Stored items from a collection:
---

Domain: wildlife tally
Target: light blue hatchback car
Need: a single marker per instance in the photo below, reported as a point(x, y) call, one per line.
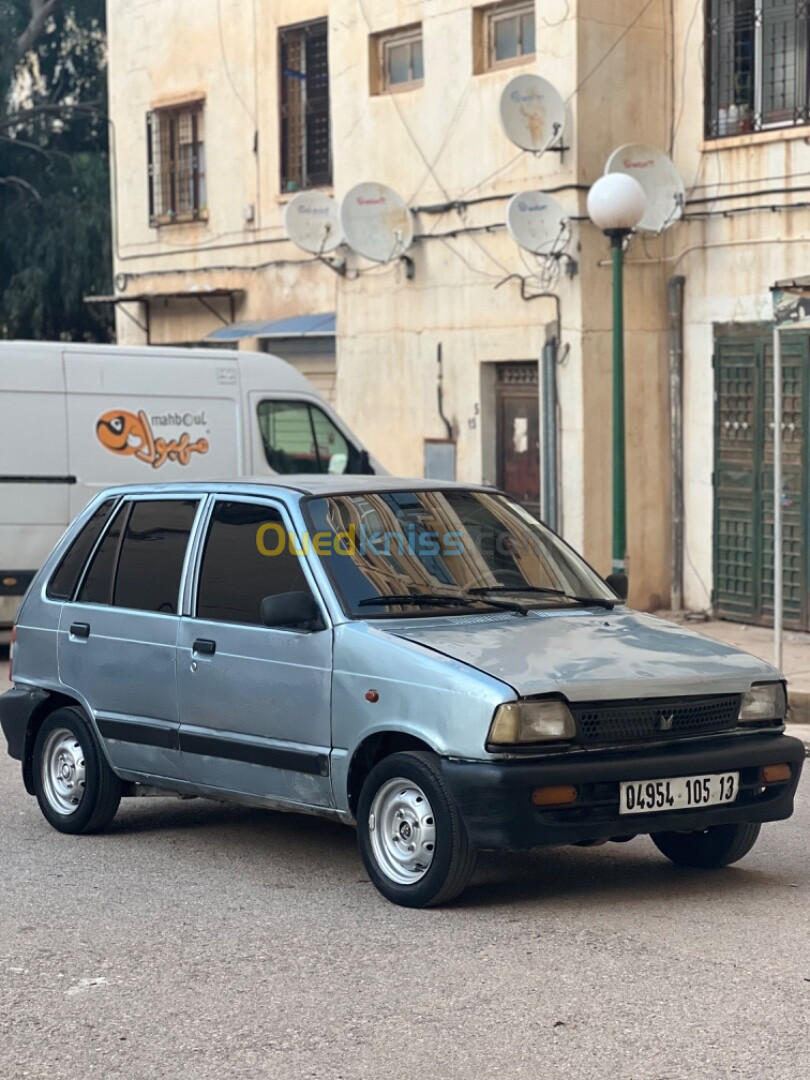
point(423, 660)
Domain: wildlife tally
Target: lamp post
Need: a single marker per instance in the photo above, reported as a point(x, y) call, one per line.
point(616, 204)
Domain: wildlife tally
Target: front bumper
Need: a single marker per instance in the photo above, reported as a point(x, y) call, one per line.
point(495, 797)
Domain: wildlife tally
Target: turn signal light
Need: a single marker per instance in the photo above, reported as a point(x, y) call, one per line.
point(554, 796)
point(775, 773)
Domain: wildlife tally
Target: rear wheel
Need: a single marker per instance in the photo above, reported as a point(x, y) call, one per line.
point(76, 788)
point(410, 834)
point(718, 846)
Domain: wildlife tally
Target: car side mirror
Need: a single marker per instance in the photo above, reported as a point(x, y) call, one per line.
point(619, 583)
point(292, 610)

---

The exercise =>
Return every line of the data above word for word, including the point markers, and omit the picture.

Output of the exercise =>
Domain: wildlife tally
Target: light blue hatchback car
Need: a single marker per instance in the photo below, reported as a point(x, y) call, one per line.
point(423, 660)
Domain: wildlife tally
Target: lamp post
Need: a single marker per instance in the photo above, reported as a point(x, y) call, one per line.
point(616, 204)
Domain: wildlife tally
Target: front bumper
Need: a single marker per instance in the photo above, reported as a point(x, y) call, one per line.
point(495, 797)
Domain: wildlife tally
Target: turn signal light
Need: a single marker per instance in the photo above, reported as a point(x, y) call, one per line.
point(554, 796)
point(775, 773)
Domain: wildlife tally
Target: rear wheel
Need: a single marker per instance in the photo above, reported as a point(x, y) call, one per line.
point(76, 788)
point(410, 834)
point(718, 846)
Domain: wildlife tally
Target: car side mirror
Need: a single marker per instance in the photo above, reported as a point(x, y) call, one per line.
point(619, 583)
point(292, 610)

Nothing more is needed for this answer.